# GOAL OF THE EXERCISE:
Only the text is wanted; write out each record below exactly and exclude all pictures.

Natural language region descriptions
-- Opening Marker --

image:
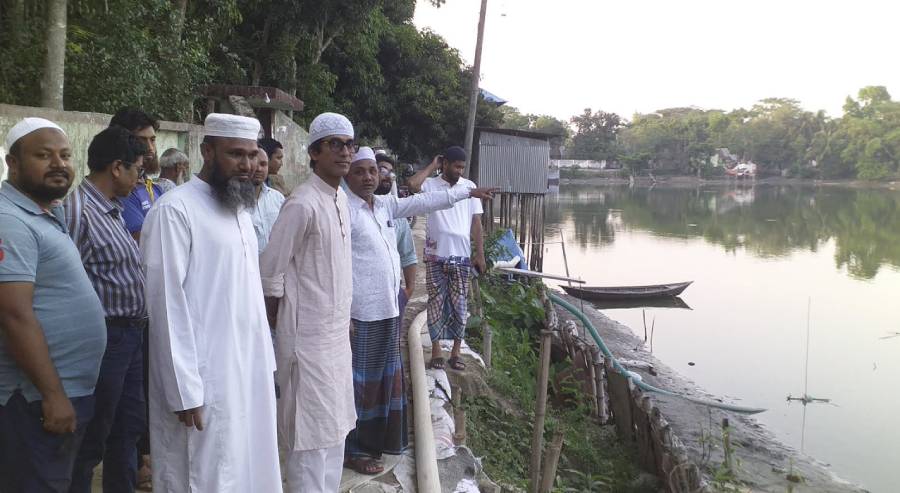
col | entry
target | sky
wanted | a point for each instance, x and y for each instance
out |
(558, 57)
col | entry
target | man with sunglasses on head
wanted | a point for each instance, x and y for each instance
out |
(113, 263)
(307, 281)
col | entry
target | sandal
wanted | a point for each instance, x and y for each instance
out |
(364, 465)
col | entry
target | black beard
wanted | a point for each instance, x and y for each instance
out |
(41, 192)
(232, 192)
(383, 189)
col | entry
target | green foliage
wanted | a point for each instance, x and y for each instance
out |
(499, 429)
(364, 58)
(595, 135)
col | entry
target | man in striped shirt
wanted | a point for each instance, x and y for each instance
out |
(112, 261)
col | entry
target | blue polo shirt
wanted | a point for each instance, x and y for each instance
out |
(35, 248)
(138, 204)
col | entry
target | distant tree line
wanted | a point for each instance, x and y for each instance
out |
(401, 86)
(776, 134)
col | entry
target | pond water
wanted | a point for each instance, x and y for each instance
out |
(767, 262)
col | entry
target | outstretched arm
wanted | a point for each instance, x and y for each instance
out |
(414, 183)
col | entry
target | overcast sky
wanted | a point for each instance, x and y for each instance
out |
(561, 56)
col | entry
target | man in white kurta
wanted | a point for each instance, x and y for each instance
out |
(212, 402)
(306, 273)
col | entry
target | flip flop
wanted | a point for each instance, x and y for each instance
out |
(364, 465)
(456, 363)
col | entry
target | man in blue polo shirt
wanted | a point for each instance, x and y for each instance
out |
(145, 193)
(52, 330)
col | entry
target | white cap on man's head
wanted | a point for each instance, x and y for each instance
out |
(362, 154)
(233, 126)
(328, 124)
(26, 126)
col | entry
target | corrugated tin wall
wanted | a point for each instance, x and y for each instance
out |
(513, 164)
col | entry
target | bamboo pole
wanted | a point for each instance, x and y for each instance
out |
(459, 416)
(548, 475)
(487, 338)
(427, 478)
(537, 439)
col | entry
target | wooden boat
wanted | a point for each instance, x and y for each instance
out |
(609, 293)
(662, 302)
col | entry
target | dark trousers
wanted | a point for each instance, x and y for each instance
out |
(119, 416)
(31, 459)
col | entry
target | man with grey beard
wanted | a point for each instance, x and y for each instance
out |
(212, 402)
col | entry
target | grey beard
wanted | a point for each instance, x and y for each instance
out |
(233, 193)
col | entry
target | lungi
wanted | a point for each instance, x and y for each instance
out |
(379, 390)
(447, 281)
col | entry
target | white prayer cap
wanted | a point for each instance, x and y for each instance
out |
(328, 124)
(362, 154)
(26, 126)
(235, 126)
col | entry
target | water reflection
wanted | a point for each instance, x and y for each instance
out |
(768, 221)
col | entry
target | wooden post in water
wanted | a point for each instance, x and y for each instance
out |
(548, 475)
(537, 439)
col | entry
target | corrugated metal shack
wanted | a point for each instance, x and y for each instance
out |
(517, 162)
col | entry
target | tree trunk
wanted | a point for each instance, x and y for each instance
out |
(55, 63)
(178, 22)
(16, 20)
(261, 51)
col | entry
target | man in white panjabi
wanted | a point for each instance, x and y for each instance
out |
(212, 403)
(306, 276)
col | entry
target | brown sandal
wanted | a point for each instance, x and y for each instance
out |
(364, 465)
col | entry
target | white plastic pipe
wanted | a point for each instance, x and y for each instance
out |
(427, 478)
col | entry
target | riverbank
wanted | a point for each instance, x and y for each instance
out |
(762, 462)
(693, 182)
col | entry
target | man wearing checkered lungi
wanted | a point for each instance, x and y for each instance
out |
(454, 246)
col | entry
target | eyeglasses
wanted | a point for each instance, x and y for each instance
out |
(337, 145)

-- Closing Marker --

# REPLY:
image:
col | entry
target | sky
wanted | a point for each instance, x and y for each instance
out |
(558, 57)
col | entry
target | man with sunglasses on head
wanted | a point for each instance, x and y for each instance
out |
(113, 263)
(307, 281)
col | entry
target | sandal
wanted | a point for each instance, x and y for each instance
out |
(364, 465)
col | entry
target | black beard
wanted | a point for each instance, x and y for each instance
out |
(41, 192)
(232, 192)
(383, 189)
col | entry
target | green foliage
wanted | a point for each instance, x and y for each instance
out |
(499, 429)
(364, 58)
(595, 135)
col | entry
target | man in striped shirt
wanted | a point for each instance, x and y for each instance
out |
(112, 261)
col | entry
target | blue polo shirt
wanted | a point for each instance, x and y for each instance
out |
(35, 248)
(138, 204)
col | entry
target | distant tree line
wanted | a point for each instance, x and y for each instance
out |
(401, 86)
(776, 134)
col | entry
target | pond water
wanted | a point for each instance, x and y for each instance
out |
(767, 262)
col | entry
target | outstretched arm
wanted | a point for each instance, x and y for each instance
out |
(414, 183)
col | entry
target | overcast sky
wanted | a point for each instance, x and y for each instance
out |
(561, 56)
col | entry
target | man in white kurta
wanted | a point for each instance, x and y for each instance
out |
(212, 402)
(306, 273)
col | entry
target | flip flop
wanted | a point for each instance, x and y for each instance
out |
(364, 465)
(456, 363)
col | entry
target | man in blue polo shirt
wanted | a point for each instance, x and y for each instance
out |
(145, 193)
(52, 330)
col | entry
target | white cap on man's head
wanted | a point for each instance, x and y for each instance
out |
(362, 154)
(233, 126)
(328, 124)
(26, 126)
col | entry
target | corrugated tin wall
wanted | a point for each instance, x and y for each instance
out |
(513, 164)
col | entry
target | bamboo pole
wanted | a point for each instance, x and y for each instance
out |
(459, 416)
(548, 475)
(487, 338)
(427, 478)
(537, 439)
col | entry
target | wooden boat
wanted | a point for each instance, x and y for each instance
out |
(609, 293)
(662, 302)
col | entry
target | dark trousers
wanted | a point for each instance, x and y for each instance
out |
(119, 416)
(31, 459)
col | entry
target | man with grey beard
wanted | a point for each instance, x and y for each instance
out |
(212, 402)
col | entry
target | grey beard
wanted | a point for each instance, x and y for each instance
out |
(233, 193)
col | entry
target | lungi
wanted | a point for each instance, x and y for each instance
out |
(379, 390)
(447, 281)
col | entry
target | white prayer cap
wanted | a point for each instance, x and y for each instance
out |
(328, 124)
(362, 154)
(26, 126)
(235, 126)
col | entry
target | water reflection
wanted | a point for each instance, x and y for each instance
out |
(768, 221)
col | entry
target | wooden post in water
wanted | a point for each instance, x and y for each instance
out |
(548, 475)
(537, 439)
col | entry
target | corrugated metal shack
wanted | a point for each instance, x and y for each instance
out |
(517, 162)
col | entry
target | tree trunk
wanted | a point for each instance, x and y for each instance
out |
(55, 63)
(178, 22)
(16, 20)
(261, 51)
col | entry
target | man in white panjabi
wanted | a point for each instance, x and y for each instance
out |
(212, 403)
(306, 276)
col | entry
target | brown sandal
wanted | a point for each instance, x and y for each instance
out |
(364, 465)
col | entry
target | white plastic pipe
wanted | a point for each instance, x and y for each instance
out |
(427, 478)
col | entry
target | riverbank
wanted | a point for each instance, x and y for each instance
out |
(762, 462)
(693, 182)
col | entry
target | man wearing checkered lungi
wanted | a point for each instance, x and y for each instance
out |
(454, 246)
col | entry
target | eyeglasses
wanted | a point for each instance, x and y for each instance
out |
(337, 145)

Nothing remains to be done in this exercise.